── Dataset excerpts

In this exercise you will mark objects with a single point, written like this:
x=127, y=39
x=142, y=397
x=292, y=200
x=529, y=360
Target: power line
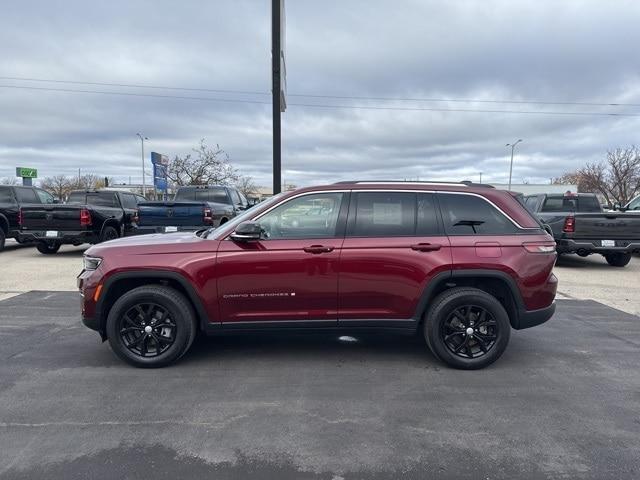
x=341, y=97
x=312, y=105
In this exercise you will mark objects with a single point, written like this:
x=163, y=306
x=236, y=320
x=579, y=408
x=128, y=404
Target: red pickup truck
x=461, y=263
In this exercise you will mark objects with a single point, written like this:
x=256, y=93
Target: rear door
x=291, y=275
x=394, y=247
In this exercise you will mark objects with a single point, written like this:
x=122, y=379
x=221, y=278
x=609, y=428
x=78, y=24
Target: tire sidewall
x=130, y=299
x=434, y=324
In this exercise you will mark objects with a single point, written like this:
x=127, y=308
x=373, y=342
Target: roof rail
x=465, y=183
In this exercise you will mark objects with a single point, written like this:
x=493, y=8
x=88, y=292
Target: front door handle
x=318, y=249
x=426, y=247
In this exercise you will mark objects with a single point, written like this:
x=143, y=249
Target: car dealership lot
x=562, y=401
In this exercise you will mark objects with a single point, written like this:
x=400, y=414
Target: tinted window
x=470, y=215
x=309, y=216
x=561, y=203
x=45, y=197
x=77, y=198
x=5, y=195
x=102, y=199
x=26, y=195
x=128, y=200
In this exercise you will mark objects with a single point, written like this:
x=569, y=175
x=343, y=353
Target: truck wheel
x=48, y=248
x=467, y=328
x=151, y=326
x=618, y=259
x=108, y=233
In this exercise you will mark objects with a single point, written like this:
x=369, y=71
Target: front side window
x=472, y=215
x=309, y=216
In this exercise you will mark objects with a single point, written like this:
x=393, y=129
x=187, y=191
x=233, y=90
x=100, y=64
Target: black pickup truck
x=89, y=216
x=580, y=226
x=193, y=208
x=11, y=199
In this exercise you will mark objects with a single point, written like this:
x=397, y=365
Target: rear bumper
x=531, y=318
x=162, y=229
x=569, y=245
x=62, y=237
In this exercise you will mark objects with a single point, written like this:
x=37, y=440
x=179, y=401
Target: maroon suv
x=462, y=263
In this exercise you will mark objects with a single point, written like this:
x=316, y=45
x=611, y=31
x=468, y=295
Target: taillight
x=569, y=225
x=540, y=247
x=85, y=217
x=207, y=216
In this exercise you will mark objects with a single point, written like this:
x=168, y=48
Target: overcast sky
x=549, y=51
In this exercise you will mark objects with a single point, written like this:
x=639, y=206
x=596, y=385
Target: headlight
x=91, y=263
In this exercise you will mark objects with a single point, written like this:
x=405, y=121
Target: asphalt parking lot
x=563, y=401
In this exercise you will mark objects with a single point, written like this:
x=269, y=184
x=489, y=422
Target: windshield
x=230, y=226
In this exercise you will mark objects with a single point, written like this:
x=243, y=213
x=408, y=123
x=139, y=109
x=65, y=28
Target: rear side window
x=102, y=199
x=472, y=215
x=128, y=200
x=26, y=195
x=6, y=196
x=393, y=214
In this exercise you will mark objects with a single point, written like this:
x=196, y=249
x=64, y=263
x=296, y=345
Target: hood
x=155, y=243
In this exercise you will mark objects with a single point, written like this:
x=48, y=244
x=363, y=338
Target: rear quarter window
x=473, y=215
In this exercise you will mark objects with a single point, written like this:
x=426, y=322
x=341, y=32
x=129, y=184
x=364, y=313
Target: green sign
x=26, y=172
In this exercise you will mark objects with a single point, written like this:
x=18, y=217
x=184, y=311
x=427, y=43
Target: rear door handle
x=426, y=247
x=318, y=249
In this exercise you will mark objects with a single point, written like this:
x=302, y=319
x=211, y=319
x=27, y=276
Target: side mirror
x=247, y=232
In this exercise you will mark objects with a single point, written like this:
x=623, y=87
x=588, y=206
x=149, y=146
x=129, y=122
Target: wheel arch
x=120, y=283
x=496, y=283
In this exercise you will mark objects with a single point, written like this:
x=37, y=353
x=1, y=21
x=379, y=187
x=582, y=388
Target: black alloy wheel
x=470, y=331
x=147, y=330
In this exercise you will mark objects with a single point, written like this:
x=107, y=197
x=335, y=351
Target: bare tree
x=617, y=178
x=205, y=166
x=58, y=185
x=246, y=185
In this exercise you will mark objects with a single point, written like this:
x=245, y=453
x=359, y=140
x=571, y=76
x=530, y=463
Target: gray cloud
x=547, y=50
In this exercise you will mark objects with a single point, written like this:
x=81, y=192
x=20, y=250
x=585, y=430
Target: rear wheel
x=618, y=259
x=467, y=328
x=108, y=233
x=151, y=326
x=48, y=248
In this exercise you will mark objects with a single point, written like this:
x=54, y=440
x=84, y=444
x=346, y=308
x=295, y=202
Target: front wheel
x=618, y=259
x=48, y=248
x=467, y=328
x=151, y=326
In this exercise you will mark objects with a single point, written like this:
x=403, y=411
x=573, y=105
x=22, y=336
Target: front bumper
x=61, y=237
x=569, y=245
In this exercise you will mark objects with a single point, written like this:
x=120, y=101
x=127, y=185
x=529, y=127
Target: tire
x=48, y=248
x=108, y=233
x=139, y=331
x=445, y=332
x=618, y=259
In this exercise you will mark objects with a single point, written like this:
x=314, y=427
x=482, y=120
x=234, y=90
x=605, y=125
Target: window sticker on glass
x=387, y=214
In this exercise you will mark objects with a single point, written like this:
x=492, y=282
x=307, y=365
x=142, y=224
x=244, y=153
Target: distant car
x=462, y=264
x=89, y=216
x=12, y=198
x=580, y=226
x=193, y=208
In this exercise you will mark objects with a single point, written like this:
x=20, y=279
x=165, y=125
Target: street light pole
x=513, y=146
x=144, y=183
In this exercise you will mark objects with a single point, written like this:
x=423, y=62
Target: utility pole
x=144, y=182
x=513, y=146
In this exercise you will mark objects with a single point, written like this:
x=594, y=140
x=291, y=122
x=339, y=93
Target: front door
x=393, y=248
x=291, y=275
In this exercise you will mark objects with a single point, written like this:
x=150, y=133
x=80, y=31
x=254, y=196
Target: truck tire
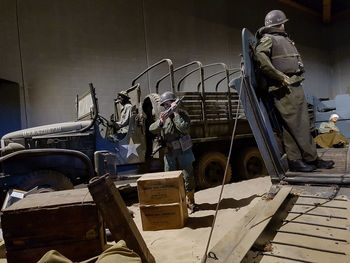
x=211, y=169
x=46, y=180
x=251, y=163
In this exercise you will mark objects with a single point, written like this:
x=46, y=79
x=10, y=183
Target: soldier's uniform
x=278, y=57
x=118, y=130
x=173, y=128
x=281, y=64
x=178, y=154
x=122, y=126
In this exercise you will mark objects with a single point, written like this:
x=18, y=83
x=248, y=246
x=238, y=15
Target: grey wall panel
x=67, y=44
x=10, y=63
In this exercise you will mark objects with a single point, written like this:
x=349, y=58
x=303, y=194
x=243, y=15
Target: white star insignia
x=131, y=147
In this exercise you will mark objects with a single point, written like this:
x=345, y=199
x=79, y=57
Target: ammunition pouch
x=184, y=143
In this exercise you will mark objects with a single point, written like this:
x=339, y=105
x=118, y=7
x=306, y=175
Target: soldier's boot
x=192, y=206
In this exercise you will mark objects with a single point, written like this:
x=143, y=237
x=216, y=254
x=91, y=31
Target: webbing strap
x=285, y=56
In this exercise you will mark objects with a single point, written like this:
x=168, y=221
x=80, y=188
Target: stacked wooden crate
x=67, y=221
x=162, y=200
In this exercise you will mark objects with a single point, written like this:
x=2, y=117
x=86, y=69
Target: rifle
x=160, y=143
x=171, y=110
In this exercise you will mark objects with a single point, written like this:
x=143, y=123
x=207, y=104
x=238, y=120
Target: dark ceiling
x=327, y=10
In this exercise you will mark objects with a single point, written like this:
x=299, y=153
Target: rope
x=225, y=174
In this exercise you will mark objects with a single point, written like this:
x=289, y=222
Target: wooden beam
x=326, y=11
x=117, y=217
x=300, y=7
x=342, y=14
x=237, y=242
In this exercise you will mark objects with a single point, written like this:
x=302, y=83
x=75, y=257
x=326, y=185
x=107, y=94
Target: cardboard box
x=164, y=216
x=161, y=188
x=67, y=221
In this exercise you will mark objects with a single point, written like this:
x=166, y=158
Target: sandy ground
x=188, y=244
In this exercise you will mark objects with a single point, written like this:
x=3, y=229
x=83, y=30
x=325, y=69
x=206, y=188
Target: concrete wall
x=339, y=42
x=63, y=45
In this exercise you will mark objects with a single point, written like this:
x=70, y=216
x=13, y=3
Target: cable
x=227, y=163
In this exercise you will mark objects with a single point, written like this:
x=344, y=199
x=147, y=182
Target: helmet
x=275, y=17
x=167, y=96
x=122, y=95
x=333, y=116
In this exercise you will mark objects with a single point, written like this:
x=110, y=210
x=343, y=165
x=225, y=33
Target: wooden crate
x=162, y=200
x=67, y=221
x=161, y=188
x=164, y=216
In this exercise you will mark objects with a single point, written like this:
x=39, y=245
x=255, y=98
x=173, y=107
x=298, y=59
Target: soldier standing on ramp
x=281, y=65
x=121, y=127
x=174, y=129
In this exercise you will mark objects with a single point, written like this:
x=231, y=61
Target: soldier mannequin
x=172, y=128
x=121, y=127
x=281, y=65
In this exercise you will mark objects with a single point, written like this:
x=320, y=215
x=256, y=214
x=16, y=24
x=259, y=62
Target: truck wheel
x=251, y=163
x=211, y=170
x=46, y=180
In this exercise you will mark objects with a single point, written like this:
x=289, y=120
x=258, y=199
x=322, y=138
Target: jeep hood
x=56, y=128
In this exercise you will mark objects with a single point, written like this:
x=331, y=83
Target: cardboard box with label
x=162, y=200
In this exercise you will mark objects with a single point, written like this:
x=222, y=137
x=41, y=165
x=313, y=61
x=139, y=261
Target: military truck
x=59, y=156
x=305, y=216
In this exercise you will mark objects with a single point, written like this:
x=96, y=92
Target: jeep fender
x=73, y=164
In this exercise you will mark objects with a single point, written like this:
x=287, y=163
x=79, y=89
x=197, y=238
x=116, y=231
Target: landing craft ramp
x=306, y=216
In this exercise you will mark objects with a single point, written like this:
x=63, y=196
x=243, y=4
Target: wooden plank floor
x=315, y=230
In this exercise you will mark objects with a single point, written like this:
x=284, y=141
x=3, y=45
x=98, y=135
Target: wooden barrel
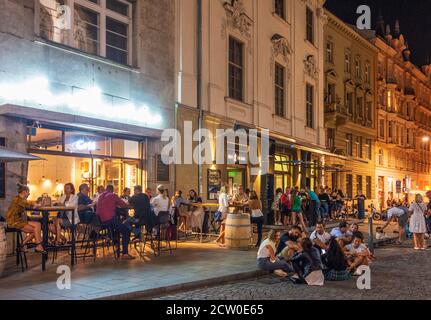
x=3, y=248
x=238, y=231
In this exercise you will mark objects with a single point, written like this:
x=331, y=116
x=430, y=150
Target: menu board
x=162, y=170
x=214, y=183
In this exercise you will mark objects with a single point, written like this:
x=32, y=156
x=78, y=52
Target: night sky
x=414, y=17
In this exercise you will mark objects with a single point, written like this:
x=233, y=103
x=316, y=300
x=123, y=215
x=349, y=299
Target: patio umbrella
x=8, y=155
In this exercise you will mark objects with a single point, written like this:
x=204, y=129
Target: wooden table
x=46, y=211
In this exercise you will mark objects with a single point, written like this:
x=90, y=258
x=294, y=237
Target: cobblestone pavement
x=398, y=273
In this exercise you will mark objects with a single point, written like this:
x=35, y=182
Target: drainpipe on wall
x=199, y=84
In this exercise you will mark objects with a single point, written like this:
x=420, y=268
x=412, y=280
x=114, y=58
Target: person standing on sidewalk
x=297, y=214
x=402, y=216
x=314, y=207
x=276, y=205
x=221, y=214
x=255, y=206
x=417, y=222
x=360, y=198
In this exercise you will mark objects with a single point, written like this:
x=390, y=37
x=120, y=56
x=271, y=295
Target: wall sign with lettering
x=162, y=170
x=214, y=183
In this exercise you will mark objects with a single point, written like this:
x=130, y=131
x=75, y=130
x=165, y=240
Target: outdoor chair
x=21, y=256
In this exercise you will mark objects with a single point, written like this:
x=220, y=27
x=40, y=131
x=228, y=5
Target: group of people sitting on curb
x=334, y=256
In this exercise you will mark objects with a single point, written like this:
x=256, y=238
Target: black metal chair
x=21, y=256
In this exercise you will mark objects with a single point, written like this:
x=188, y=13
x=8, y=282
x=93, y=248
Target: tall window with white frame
x=280, y=90
x=99, y=27
x=329, y=52
x=236, y=69
x=280, y=8
x=309, y=25
x=310, y=106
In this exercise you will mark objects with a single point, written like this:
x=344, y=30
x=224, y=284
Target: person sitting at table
x=357, y=253
x=106, y=211
x=320, y=237
x=64, y=220
x=16, y=217
x=149, y=193
x=160, y=203
x=240, y=199
x=335, y=262
x=267, y=259
x=85, y=205
x=255, y=206
x=198, y=214
x=182, y=207
x=222, y=212
x=290, y=243
x=143, y=215
x=100, y=190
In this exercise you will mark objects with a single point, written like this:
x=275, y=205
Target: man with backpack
x=286, y=206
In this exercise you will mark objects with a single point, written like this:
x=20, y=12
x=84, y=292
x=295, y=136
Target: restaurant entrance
x=82, y=157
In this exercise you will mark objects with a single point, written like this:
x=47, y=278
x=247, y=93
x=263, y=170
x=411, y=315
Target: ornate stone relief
x=310, y=65
x=236, y=18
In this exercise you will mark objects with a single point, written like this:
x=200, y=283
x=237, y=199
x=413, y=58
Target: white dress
x=417, y=220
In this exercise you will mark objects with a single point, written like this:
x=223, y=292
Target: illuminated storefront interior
x=82, y=157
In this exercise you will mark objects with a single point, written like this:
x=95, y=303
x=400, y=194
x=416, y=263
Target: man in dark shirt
x=289, y=242
x=85, y=205
x=143, y=214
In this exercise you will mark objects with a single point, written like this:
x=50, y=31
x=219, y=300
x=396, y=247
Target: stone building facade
x=88, y=86
x=350, y=112
x=404, y=113
x=262, y=67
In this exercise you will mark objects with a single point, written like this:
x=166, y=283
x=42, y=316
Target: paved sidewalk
x=192, y=263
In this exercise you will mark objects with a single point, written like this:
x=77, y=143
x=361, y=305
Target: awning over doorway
x=8, y=155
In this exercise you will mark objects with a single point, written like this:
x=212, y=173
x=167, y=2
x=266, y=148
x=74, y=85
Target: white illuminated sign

────

● Required work
An exact copy of the lines above, from the one containing "x=403, y=411" through the one containing "x=165, y=125", is the whole of the answer.

● The answer
x=403, y=411
x=573, y=105
x=22, y=336
Target: front bumper
x=61, y=237
x=569, y=245
In this exercise you will mark objects with a single point, written like this:
x=120, y=101
x=127, y=185
x=529, y=127
Target: tire
x=48, y=248
x=108, y=233
x=139, y=331
x=445, y=332
x=618, y=259
In this exercise you will mark objects with a single point, written like this:
x=314, y=427
x=482, y=120
x=234, y=90
x=605, y=125
Target: window sticker on glass
x=387, y=214
In this exercise you will mark objects with a single point, written like this:
x=492, y=282
x=307, y=365
x=142, y=224
x=244, y=153
Target: distant car
x=462, y=264
x=89, y=216
x=12, y=198
x=580, y=226
x=193, y=208
In this exercise you will mark objects with a single point, written like this:
x=20, y=279
x=165, y=125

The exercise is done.